### Trecho da página ###

A radical diferença entre os motivos que levam à traição também faz com que a percepção que os homens têm sobre a infidelidade feminina seja muito diferente da realidade. A psicóloga americana Shirley Glass, considerada a "madrinha das pesquisas sobre infidelidade", segundo o jornal The New York Times, fez uma pesquisa com dados curiosos sobre a idéia masculina da infidelidade da esposa. De acordo com o estudo, os homens geralmente não têm a mínima idéia de quando a mulher está vivendo um romance fora do casamento, ao contrário das mulheres, que, segundo constatou, estão certas em 90% das vezes em que desconfiam. Shirley, que morreu no ano passado, defendia a tese de que a maioria dos homens, se não nega as evidências, procura sinais óbvios da traição. É um erro, porque, na verdade, os indícios são quase sempre o contrário. Por exemplo: não passa pela cabeça de grande parte deles que a mulher possa se interessar por um tipo mais velho, careca e com uma barriguinha saliente. O marido, em geral, desconfia do bonito, jovem e sarado. No entanto, se o sujeito da barriguinha apresentar bom desempenho (emocional, ressalte-se, traduzindo-se em paparicações e demonstrações de afeto), terá boas chances. Em alguns casos, a perfídia feminina não é apenas paranóia dos machões. "Depois de começar a trair meu marido, passei a tratá-lo como um reizinho em casa. Ele não percebia nada, embora eu ficasse muito ausente – inventava cursos de cerâmica, mil viagens de trabalho, passava o dia na internet, tinha dois endereços de e-mail que meu marido ignorava. Eu sabia que ele jamais descobriria porque ficaria procurando contas de cartão de crédito ou chamadas no celular, coisas que, obviamente, eu escondia", conta uma advogada carioca de 41 anos, que manteve um caso extraconjugal por três anos.

### Informações registradas ###

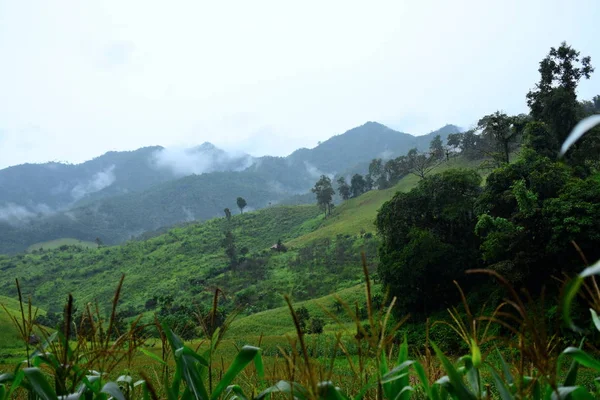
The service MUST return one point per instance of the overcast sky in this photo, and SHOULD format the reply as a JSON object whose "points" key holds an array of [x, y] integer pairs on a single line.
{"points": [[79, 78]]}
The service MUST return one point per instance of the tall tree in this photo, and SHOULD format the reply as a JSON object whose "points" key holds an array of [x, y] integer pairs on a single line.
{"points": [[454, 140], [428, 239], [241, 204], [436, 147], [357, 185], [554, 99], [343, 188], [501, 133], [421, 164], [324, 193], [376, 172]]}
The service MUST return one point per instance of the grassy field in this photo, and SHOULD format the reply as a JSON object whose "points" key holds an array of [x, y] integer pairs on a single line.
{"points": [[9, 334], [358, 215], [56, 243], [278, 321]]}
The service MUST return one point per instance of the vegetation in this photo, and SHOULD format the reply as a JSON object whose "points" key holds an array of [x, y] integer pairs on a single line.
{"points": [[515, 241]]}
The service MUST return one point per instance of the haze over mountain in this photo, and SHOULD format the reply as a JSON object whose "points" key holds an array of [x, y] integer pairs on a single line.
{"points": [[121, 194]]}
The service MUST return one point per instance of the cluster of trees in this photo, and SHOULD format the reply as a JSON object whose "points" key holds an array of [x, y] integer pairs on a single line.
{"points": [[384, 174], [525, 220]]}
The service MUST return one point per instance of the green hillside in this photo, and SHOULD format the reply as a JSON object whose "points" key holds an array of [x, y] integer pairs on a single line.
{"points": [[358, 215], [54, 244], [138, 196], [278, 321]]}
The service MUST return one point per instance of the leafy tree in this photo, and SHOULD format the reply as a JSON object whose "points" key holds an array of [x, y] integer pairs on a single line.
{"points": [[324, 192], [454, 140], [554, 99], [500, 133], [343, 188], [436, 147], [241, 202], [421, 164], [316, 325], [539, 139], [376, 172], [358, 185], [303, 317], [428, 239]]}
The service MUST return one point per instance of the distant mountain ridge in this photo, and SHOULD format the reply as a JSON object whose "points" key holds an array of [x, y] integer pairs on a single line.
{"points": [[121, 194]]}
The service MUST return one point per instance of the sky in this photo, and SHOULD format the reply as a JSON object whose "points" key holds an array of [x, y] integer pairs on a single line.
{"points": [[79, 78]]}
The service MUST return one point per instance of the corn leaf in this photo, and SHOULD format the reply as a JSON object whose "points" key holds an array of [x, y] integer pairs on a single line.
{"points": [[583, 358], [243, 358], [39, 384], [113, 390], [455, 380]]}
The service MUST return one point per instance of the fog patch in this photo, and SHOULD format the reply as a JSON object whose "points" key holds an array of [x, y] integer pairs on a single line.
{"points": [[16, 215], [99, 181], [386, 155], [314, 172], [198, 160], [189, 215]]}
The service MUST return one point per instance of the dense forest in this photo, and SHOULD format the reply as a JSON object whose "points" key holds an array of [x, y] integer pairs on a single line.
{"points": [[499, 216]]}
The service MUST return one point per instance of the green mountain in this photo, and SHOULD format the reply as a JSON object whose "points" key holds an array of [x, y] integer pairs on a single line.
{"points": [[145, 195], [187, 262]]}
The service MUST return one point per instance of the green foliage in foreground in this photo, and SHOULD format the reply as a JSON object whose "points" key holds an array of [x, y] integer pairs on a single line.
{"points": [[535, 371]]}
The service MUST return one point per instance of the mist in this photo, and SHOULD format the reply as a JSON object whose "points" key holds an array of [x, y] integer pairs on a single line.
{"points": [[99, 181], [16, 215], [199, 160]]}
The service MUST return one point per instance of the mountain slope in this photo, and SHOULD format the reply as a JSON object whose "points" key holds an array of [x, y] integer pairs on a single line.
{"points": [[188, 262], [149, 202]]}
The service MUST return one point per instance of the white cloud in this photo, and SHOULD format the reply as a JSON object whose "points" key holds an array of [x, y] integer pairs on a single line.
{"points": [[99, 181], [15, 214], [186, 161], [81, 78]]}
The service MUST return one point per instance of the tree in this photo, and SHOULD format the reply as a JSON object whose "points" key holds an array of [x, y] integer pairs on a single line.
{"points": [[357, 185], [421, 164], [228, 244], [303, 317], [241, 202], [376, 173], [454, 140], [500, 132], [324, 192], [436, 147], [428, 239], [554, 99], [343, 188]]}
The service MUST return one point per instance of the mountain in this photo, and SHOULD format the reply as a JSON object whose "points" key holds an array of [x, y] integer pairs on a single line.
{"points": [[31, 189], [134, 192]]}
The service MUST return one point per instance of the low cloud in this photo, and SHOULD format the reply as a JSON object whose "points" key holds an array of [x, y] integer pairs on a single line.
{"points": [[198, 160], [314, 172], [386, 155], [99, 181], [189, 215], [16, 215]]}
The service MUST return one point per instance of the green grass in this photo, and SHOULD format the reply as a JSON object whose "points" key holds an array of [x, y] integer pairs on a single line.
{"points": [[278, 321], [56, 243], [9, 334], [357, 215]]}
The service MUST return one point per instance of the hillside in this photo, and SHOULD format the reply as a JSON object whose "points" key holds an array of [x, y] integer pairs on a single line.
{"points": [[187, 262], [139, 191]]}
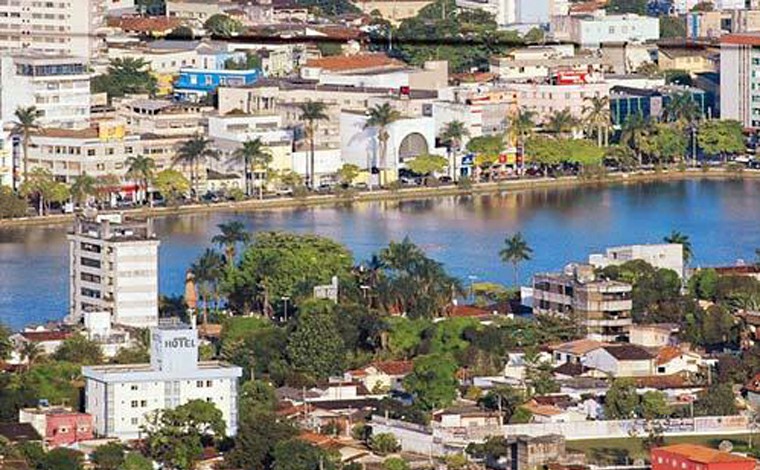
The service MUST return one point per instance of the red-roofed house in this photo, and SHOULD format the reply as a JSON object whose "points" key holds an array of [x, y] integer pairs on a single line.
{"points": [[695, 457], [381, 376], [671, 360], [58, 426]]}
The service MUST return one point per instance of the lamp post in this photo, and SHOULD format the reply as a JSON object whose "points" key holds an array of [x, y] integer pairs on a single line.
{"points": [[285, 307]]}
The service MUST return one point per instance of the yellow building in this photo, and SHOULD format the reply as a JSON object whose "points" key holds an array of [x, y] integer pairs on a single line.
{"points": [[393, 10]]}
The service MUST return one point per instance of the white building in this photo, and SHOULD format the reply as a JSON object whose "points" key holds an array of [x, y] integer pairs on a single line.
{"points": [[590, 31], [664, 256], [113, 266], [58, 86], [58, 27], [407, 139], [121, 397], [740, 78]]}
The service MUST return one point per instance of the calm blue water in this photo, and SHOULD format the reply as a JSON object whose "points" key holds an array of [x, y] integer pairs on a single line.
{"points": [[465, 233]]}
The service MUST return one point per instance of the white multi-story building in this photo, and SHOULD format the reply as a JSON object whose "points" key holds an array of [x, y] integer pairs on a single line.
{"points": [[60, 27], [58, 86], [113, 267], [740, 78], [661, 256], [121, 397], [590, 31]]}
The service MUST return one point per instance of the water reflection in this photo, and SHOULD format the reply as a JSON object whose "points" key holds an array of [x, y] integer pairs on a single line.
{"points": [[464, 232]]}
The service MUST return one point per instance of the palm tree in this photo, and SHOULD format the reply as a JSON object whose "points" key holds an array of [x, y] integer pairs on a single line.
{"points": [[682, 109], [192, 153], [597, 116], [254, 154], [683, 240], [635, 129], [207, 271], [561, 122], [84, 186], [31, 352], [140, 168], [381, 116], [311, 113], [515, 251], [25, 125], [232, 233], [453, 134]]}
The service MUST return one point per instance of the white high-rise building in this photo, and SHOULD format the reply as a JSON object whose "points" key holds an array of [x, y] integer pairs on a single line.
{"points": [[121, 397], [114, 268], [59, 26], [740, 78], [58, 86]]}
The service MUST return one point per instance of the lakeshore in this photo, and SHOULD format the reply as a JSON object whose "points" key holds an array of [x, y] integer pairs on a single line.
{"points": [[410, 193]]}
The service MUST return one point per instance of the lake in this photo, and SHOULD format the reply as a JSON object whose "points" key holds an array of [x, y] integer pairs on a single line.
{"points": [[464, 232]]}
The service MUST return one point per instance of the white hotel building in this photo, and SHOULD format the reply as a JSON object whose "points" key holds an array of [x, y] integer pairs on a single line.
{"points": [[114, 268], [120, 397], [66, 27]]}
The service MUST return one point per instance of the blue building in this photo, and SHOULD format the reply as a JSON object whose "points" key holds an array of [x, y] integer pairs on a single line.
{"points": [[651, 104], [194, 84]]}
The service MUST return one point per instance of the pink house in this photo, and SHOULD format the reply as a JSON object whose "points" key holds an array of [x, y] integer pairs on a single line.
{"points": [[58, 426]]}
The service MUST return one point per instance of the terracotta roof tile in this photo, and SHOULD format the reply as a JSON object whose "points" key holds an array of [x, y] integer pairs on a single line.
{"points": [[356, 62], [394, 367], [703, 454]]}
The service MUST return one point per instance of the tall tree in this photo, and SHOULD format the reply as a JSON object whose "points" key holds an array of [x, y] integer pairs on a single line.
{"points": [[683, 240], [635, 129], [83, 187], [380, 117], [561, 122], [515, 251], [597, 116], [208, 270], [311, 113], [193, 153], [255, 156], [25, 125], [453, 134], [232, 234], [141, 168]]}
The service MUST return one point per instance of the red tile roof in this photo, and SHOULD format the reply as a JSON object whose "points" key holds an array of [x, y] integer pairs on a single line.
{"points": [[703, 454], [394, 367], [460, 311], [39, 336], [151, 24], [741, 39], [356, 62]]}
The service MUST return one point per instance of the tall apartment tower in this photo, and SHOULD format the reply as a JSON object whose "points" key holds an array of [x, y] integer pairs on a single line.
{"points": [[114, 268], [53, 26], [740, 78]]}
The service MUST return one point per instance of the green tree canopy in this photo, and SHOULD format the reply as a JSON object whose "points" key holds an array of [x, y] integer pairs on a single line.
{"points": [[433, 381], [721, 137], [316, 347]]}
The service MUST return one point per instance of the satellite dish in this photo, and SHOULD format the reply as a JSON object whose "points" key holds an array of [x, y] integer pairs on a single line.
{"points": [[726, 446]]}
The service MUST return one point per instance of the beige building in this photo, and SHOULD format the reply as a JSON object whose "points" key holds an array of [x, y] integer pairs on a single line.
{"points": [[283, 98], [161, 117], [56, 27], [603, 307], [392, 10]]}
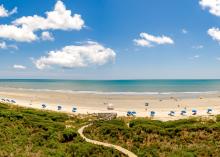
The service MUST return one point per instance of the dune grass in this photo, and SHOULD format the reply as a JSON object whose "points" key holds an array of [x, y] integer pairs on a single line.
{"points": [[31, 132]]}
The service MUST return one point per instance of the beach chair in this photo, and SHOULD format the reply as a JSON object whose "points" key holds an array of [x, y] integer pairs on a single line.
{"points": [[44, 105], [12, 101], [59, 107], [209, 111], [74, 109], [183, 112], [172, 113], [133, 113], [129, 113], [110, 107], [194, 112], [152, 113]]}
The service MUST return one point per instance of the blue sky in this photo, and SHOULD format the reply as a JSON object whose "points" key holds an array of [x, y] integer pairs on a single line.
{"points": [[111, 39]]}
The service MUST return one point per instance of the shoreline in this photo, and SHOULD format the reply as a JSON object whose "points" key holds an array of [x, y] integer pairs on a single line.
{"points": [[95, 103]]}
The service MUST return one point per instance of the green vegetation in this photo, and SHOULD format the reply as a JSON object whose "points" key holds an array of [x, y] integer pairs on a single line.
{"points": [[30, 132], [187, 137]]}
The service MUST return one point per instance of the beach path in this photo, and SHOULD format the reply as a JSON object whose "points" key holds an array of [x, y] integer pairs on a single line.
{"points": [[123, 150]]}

###

#### [Tarefa]
De acordo com o trecho sobre infidelidade, em quantos por cento das vezes as mulheres estão certas quando desconfiam do marido? Responda, por favor, em uma frase.

#### [Resultado do exercício]
As mulheres estão certas em 90% das vezes em que desconfiam.